* Begin *
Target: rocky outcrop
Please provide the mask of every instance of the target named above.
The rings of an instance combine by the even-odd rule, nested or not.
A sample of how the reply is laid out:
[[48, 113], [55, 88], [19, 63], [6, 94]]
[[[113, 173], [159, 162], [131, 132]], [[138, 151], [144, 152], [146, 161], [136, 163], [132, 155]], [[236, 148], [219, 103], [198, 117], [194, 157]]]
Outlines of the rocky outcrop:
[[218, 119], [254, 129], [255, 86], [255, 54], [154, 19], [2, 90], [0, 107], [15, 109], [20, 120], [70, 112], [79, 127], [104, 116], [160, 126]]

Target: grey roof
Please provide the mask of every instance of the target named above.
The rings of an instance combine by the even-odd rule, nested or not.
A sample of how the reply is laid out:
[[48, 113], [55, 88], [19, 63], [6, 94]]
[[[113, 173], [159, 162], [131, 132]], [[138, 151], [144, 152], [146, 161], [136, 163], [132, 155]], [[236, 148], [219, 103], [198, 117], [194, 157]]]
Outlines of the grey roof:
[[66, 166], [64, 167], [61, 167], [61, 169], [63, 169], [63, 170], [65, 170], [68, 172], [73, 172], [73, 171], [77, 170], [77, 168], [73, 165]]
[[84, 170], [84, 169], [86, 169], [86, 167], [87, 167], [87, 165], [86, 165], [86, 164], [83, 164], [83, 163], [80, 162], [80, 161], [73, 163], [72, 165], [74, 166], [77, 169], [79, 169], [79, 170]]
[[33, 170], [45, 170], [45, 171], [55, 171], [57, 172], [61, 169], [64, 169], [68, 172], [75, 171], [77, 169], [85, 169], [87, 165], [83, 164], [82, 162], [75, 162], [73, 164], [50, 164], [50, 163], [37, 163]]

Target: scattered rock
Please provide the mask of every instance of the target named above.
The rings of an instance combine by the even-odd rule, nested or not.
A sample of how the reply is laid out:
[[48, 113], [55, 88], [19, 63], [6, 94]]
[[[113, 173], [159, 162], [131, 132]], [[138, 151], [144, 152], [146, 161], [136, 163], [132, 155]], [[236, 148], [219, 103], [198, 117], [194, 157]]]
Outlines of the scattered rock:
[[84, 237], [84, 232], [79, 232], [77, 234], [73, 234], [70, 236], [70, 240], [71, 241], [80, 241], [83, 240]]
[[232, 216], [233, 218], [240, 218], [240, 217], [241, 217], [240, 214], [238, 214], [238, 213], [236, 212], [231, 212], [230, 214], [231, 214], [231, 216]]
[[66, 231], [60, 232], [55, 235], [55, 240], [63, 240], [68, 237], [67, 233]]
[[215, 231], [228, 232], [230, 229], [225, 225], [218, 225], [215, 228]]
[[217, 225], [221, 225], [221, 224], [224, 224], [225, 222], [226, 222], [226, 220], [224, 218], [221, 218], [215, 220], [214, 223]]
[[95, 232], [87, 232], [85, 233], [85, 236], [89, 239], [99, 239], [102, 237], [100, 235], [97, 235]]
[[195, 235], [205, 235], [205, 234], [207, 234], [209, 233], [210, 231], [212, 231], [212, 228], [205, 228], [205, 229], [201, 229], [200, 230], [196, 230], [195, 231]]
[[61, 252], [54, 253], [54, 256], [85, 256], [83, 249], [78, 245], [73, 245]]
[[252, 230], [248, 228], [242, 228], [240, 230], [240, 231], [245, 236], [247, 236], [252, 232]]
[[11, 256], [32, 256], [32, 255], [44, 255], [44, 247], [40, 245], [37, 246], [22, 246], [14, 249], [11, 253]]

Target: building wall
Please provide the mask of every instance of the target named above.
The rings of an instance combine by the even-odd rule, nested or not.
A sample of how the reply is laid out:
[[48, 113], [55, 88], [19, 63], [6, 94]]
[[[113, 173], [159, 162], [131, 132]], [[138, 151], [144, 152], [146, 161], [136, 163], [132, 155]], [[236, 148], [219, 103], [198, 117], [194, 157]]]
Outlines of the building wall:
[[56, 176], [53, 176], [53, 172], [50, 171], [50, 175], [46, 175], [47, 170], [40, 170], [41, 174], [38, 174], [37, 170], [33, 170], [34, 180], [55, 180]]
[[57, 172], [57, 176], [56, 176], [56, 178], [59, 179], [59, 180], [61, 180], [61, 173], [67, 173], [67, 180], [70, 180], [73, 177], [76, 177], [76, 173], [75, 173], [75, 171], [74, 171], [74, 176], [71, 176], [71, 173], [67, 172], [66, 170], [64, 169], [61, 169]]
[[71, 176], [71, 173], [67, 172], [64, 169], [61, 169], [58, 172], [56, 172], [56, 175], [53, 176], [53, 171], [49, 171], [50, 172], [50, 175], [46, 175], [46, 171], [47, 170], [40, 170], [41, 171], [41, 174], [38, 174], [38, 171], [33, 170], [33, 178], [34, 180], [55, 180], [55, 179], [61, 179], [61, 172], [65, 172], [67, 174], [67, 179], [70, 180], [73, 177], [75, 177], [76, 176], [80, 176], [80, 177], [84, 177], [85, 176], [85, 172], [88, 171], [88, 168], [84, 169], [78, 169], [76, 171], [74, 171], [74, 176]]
* End *
## Request
Repeat every line of the records above, with no change to any word, number or mark.

## Response to this exercise
Target: rocky outcrop
Please provide the mask of every instance of the target named above.
The rings of an instance combine by the even-odd rule, nested or not.
A sample of how the reply is laid out:
[[48, 113], [55, 88], [19, 63], [6, 94]]
[[[113, 173], [159, 162], [131, 132]], [[138, 151], [144, 152], [146, 161], [136, 163], [132, 155]], [[236, 148], [219, 103], [198, 117], [194, 157]]]
Outlines of the rocky outcrop:
[[218, 119], [254, 129], [255, 86], [255, 54], [154, 19], [2, 90], [0, 107], [15, 109], [20, 120], [70, 112], [79, 127], [104, 116], [160, 126]]

Target: grey roof
Please provide the mask of every instance of the target named above.
The rings of an instance combine by the even-odd rule, nested or not.
A sample of how the reply is laid out:
[[48, 113], [55, 88], [19, 63], [6, 94]]
[[[113, 173], [159, 162], [131, 132]], [[138, 151], [144, 152], [146, 161], [136, 163], [132, 155]], [[236, 148], [219, 103], [198, 117], [194, 157]]]
Outlines of the grey roof:
[[66, 166], [64, 167], [61, 167], [61, 169], [63, 169], [63, 170], [65, 170], [68, 172], [73, 172], [73, 171], [77, 170], [77, 168], [73, 165]]
[[84, 170], [84, 169], [86, 169], [86, 167], [87, 167], [87, 165], [86, 165], [86, 164], [83, 164], [83, 163], [80, 162], [80, 161], [73, 163], [72, 165], [74, 166], [77, 169], [79, 169], [79, 170]]
[[33, 170], [45, 170], [45, 171], [55, 171], [57, 172], [61, 169], [64, 169], [68, 172], [75, 171], [77, 169], [85, 169], [87, 165], [83, 164], [82, 162], [75, 162], [73, 164], [50, 164], [50, 163], [37, 163]]

Target: scattered rock
Please provide the mask of every instance of the target named above.
The rings of an instance combine by the even-odd rule, nested or not.
A sample of how the reply is laid out:
[[48, 113], [55, 88], [19, 63], [6, 94]]
[[[113, 173], [159, 162], [131, 132]], [[138, 151], [144, 152], [146, 161], [136, 163], [132, 155]], [[236, 148], [219, 103], [198, 117], [194, 157]]]
Outlines of the scattered rock:
[[84, 237], [84, 232], [79, 232], [77, 234], [73, 234], [70, 236], [70, 240], [71, 241], [80, 241], [83, 240]]
[[232, 216], [233, 218], [240, 218], [240, 217], [241, 217], [240, 214], [238, 214], [238, 213], [236, 212], [231, 212], [230, 214], [231, 214], [231, 216]]
[[66, 231], [60, 232], [55, 235], [55, 240], [63, 240], [68, 237], [67, 233]]
[[215, 231], [228, 232], [230, 229], [225, 225], [218, 225], [215, 228]]
[[217, 225], [221, 225], [221, 224], [224, 224], [225, 222], [226, 222], [226, 220], [224, 218], [221, 218], [215, 220], [214, 223]]
[[95, 232], [87, 232], [85, 233], [85, 236], [89, 239], [99, 239], [102, 237], [100, 235], [97, 235]]
[[195, 235], [205, 235], [205, 234], [207, 234], [209, 233], [210, 231], [212, 231], [212, 228], [205, 228], [205, 229], [201, 229], [200, 230], [196, 230], [195, 231]]
[[61, 252], [54, 253], [54, 256], [85, 256], [83, 249], [78, 245], [73, 245]]
[[252, 230], [248, 228], [242, 228], [240, 230], [240, 231], [245, 236], [247, 236], [252, 232]]
[[11, 256], [32, 256], [32, 255], [44, 255], [44, 247], [40, 245], [37, 246], [22, 246], [14, 249], [11, 253]]

Target: building wall
Please provide the mask of every instance of the target named above.
The rings of an instance combine by the even-odd rule, nested or not.
A sample of how the reply is laid out:
[[48, 113], [55, 88], [19, 63], [6, 94]]
[[[113, 173], [159, 162], [131, 132]], [[138, 151], [144, 152], [146, 161], [136, 163], [132, 155]], [[236, 148], [219, 103], [198, 117], [194, 157]]]
Outlines of the building wall:
[[56, 176], [53, 176], [53, 172], [50, 171], [50, 175], [46, 175], [47, 170], [40, 170], [41, 174], [38, 174], [37, 170], [33, 170], [34, 180], [55, 180]]
[[57, 172], [57, 176], [56, 176], [56, 178], [59, 179], [59, 180], [61, 180], [61, 173], [67, 173], [67, 180], [70, 180], [73, 177], [76, 177], [76, 173], [75, 173], [75, 171], [74, 171], [74, 176], [71, 176], [71, 173], [67, 172], [66, 170], [64, 169], [61, 169]]
[[71, 176], [71, 173], [67, 172], [64, 169], [61, 169], [58, 172], [56, 172], [56, 175], [53, 176], [53, 171], [49, 171], [50, 172], [50, 175], [46, 175], [46, 171], [47, 170], [40, 170], [41, 171], [41, 174], [38, 174], [38, 171], [33, 170], [33, 178], [34, 180], [55, 180], [55, 179], [61, 179], [61, 172], [65, 172], [67, 174], [67, 179], [70, 180], [73, 177], [75, 177], [76, 176], [80, 176], [80, 177], [84, 177], [85, 176], [85, 172], [88, 171], [88, 168], [84, 169], [78, 169], [76, 171], [74, 171], [74, 176]]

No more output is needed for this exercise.